BEGIN

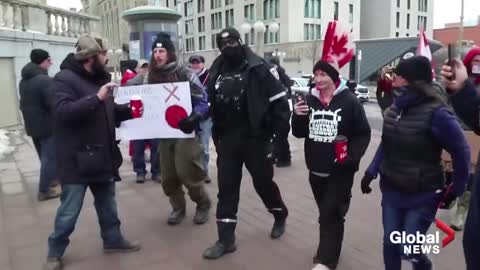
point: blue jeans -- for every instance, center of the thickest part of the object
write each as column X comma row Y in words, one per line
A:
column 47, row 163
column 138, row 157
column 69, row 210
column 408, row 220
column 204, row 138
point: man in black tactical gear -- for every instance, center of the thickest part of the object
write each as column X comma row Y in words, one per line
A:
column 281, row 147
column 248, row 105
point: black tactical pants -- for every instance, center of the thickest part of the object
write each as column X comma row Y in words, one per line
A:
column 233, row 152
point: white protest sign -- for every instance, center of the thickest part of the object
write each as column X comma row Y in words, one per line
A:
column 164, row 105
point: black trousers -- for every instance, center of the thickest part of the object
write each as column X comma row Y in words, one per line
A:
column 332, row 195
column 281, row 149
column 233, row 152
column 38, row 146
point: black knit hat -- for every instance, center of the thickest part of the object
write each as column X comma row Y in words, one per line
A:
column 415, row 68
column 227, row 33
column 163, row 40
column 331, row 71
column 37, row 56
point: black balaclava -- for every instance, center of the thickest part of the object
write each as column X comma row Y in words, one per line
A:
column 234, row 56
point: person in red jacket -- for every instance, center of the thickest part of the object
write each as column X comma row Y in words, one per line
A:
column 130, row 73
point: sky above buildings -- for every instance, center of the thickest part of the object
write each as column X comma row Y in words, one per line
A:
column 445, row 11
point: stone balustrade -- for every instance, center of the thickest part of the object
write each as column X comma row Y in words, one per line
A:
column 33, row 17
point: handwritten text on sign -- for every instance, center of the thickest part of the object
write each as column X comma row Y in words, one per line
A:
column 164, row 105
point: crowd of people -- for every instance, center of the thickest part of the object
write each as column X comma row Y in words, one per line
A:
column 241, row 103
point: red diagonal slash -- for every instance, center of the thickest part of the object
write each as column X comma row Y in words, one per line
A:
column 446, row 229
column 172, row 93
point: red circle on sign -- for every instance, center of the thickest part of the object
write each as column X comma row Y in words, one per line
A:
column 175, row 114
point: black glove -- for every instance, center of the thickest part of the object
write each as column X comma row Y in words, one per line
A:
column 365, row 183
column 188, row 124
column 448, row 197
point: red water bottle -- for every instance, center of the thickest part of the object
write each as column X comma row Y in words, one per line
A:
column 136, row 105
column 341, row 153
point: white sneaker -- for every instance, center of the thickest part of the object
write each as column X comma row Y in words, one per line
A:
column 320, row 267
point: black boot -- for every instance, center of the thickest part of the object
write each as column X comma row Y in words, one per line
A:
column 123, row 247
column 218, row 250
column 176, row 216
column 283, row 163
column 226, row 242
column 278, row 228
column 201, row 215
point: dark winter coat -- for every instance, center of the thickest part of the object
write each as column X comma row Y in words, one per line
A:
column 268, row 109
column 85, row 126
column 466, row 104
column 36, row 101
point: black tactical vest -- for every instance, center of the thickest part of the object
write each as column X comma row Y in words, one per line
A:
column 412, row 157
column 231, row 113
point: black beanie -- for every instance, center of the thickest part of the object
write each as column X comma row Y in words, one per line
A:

END
BEGIN

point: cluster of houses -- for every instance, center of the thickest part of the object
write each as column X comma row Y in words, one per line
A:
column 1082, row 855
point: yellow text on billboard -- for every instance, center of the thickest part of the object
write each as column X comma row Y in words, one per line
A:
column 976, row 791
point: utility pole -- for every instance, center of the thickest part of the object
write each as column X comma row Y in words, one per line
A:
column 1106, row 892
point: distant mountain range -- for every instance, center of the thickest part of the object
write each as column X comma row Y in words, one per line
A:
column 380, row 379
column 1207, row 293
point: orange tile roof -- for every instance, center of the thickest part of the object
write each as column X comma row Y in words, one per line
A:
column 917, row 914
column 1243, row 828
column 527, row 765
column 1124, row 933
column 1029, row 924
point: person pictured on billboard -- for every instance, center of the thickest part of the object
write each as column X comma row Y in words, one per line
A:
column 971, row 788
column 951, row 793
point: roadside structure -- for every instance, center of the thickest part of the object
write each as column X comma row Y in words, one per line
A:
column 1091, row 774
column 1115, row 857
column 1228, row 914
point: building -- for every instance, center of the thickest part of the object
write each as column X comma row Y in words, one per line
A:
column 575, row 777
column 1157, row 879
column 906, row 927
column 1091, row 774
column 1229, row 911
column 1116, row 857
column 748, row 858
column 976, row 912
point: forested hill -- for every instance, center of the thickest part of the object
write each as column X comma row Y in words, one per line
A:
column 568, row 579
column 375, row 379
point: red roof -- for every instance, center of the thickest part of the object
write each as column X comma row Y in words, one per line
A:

END
BEGIN

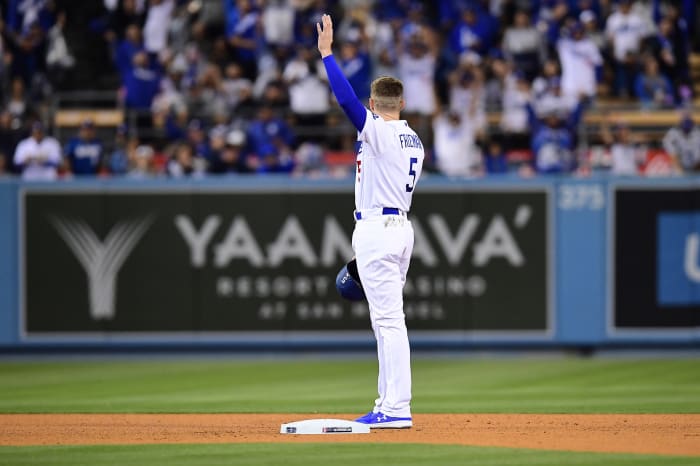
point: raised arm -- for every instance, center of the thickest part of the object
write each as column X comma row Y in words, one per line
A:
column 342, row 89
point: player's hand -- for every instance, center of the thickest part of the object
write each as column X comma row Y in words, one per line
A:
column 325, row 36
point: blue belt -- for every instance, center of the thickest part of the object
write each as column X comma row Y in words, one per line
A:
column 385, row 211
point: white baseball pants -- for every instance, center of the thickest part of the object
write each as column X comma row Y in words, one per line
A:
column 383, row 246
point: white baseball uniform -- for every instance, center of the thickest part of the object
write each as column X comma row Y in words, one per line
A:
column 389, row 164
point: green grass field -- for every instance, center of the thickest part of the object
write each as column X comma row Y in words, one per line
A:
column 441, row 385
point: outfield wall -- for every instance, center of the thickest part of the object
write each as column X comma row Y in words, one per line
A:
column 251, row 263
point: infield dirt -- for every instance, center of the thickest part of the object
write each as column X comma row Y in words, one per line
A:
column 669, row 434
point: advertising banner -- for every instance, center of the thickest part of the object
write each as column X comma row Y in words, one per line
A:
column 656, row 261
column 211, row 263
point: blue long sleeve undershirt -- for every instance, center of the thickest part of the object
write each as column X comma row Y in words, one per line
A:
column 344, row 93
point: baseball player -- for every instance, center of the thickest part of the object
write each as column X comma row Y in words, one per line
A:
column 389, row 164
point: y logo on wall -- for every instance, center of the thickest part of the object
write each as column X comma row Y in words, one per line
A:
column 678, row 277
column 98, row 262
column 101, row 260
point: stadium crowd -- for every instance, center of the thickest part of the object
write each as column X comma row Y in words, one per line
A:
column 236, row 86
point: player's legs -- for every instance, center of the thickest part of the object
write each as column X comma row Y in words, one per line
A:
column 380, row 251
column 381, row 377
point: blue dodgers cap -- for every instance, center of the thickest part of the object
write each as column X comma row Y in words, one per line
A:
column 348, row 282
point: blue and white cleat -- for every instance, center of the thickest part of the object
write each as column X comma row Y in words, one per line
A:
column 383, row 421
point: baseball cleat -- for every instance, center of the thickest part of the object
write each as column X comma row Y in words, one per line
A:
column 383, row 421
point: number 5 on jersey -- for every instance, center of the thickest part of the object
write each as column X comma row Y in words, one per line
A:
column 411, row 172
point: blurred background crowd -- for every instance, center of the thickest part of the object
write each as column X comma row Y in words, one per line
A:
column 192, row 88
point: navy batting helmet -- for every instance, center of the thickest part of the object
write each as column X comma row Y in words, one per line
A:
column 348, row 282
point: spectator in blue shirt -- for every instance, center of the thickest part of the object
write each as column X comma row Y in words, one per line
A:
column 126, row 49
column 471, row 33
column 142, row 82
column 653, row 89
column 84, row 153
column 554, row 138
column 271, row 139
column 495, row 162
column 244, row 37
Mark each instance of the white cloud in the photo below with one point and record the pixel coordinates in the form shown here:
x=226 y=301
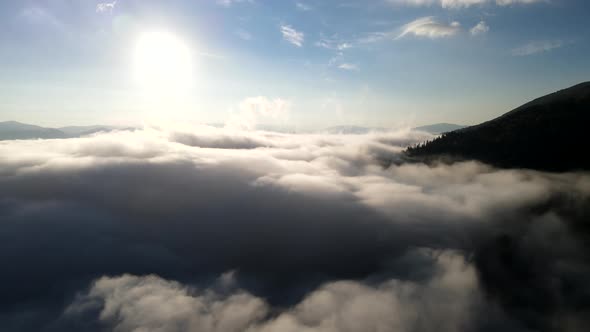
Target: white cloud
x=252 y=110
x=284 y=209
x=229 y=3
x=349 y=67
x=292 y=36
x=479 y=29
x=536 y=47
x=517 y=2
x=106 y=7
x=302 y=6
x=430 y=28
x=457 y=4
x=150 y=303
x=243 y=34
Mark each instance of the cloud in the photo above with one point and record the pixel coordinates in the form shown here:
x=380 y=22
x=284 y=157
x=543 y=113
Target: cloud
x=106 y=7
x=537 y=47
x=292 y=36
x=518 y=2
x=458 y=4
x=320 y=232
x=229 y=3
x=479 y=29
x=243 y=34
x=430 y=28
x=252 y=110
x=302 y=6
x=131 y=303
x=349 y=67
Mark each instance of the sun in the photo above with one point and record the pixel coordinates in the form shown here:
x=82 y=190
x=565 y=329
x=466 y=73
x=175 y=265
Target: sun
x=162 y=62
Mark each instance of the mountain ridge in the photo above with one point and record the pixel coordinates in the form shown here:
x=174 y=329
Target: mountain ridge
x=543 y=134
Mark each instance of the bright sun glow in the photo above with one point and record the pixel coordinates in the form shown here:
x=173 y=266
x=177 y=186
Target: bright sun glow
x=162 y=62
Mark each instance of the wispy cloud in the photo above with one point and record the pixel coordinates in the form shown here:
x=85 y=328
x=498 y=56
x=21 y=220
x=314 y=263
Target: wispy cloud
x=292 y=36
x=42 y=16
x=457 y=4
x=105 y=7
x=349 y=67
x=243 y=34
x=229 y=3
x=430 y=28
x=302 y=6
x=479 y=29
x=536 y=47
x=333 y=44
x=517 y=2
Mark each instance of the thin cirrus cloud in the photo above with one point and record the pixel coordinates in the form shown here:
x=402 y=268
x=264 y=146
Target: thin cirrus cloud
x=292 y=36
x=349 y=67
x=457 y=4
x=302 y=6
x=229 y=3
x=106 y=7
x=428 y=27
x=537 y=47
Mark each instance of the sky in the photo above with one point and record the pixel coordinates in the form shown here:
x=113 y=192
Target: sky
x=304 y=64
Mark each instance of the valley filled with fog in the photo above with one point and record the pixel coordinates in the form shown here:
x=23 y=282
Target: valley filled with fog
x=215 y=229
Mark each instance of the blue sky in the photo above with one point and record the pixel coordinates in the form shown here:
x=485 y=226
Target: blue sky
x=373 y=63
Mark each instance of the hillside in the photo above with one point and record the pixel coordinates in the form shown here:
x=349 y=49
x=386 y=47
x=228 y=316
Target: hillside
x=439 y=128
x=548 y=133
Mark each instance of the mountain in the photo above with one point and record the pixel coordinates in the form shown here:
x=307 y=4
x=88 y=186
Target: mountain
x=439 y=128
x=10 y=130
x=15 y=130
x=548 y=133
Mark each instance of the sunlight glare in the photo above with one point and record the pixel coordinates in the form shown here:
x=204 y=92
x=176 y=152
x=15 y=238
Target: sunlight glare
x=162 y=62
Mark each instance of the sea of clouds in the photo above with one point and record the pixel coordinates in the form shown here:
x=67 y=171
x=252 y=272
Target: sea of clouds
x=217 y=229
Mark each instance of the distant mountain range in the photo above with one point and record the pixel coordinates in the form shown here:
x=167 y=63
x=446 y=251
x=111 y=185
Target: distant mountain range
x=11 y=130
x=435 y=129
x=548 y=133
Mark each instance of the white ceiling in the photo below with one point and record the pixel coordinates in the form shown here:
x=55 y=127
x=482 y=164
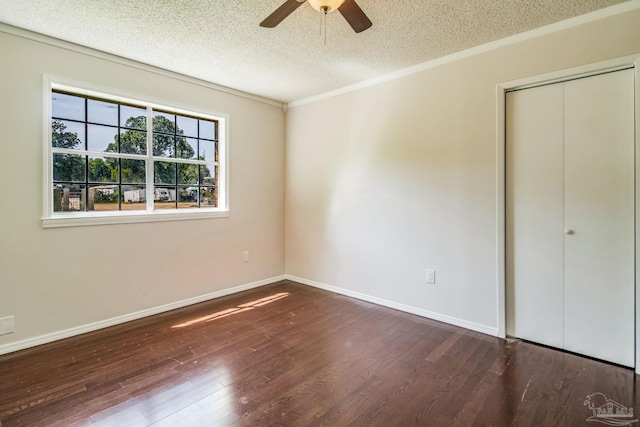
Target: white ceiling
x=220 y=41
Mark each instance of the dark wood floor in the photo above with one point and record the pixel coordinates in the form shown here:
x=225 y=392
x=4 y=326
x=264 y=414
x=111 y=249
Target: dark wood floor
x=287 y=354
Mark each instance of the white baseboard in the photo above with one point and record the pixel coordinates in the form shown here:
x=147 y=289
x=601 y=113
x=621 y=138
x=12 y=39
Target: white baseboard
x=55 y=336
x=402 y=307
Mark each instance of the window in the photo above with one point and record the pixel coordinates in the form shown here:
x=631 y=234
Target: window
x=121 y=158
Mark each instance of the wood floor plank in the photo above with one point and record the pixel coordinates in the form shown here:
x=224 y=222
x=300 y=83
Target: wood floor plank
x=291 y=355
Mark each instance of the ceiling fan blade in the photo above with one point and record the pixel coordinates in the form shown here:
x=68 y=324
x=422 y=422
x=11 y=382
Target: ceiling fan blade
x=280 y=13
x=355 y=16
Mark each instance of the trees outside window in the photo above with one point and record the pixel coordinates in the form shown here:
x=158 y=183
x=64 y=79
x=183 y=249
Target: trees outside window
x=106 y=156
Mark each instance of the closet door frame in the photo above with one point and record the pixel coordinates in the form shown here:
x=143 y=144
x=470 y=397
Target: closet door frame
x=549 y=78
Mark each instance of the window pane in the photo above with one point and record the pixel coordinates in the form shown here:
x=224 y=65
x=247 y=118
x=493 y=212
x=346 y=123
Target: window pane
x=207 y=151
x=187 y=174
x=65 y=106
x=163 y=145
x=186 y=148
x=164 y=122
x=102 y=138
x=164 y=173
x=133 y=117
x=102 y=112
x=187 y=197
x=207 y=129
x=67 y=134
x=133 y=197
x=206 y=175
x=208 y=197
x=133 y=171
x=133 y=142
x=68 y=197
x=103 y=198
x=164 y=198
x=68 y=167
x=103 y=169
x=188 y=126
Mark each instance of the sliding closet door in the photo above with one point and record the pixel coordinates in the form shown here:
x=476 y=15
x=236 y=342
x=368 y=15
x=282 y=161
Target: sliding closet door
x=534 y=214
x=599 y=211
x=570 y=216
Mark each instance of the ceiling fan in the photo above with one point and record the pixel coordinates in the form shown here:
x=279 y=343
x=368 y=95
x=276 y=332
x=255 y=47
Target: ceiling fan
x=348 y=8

END

== WHAT THIS TASK INVOLVES ==
All lines in the records with the string "wall" should be copied out.

== WRITTEN SOLUTION ==
point: outfield wall -- for every instance, center of the thickest part of the object
point: y logo on wall -- for every instance, center of the thickest part of the object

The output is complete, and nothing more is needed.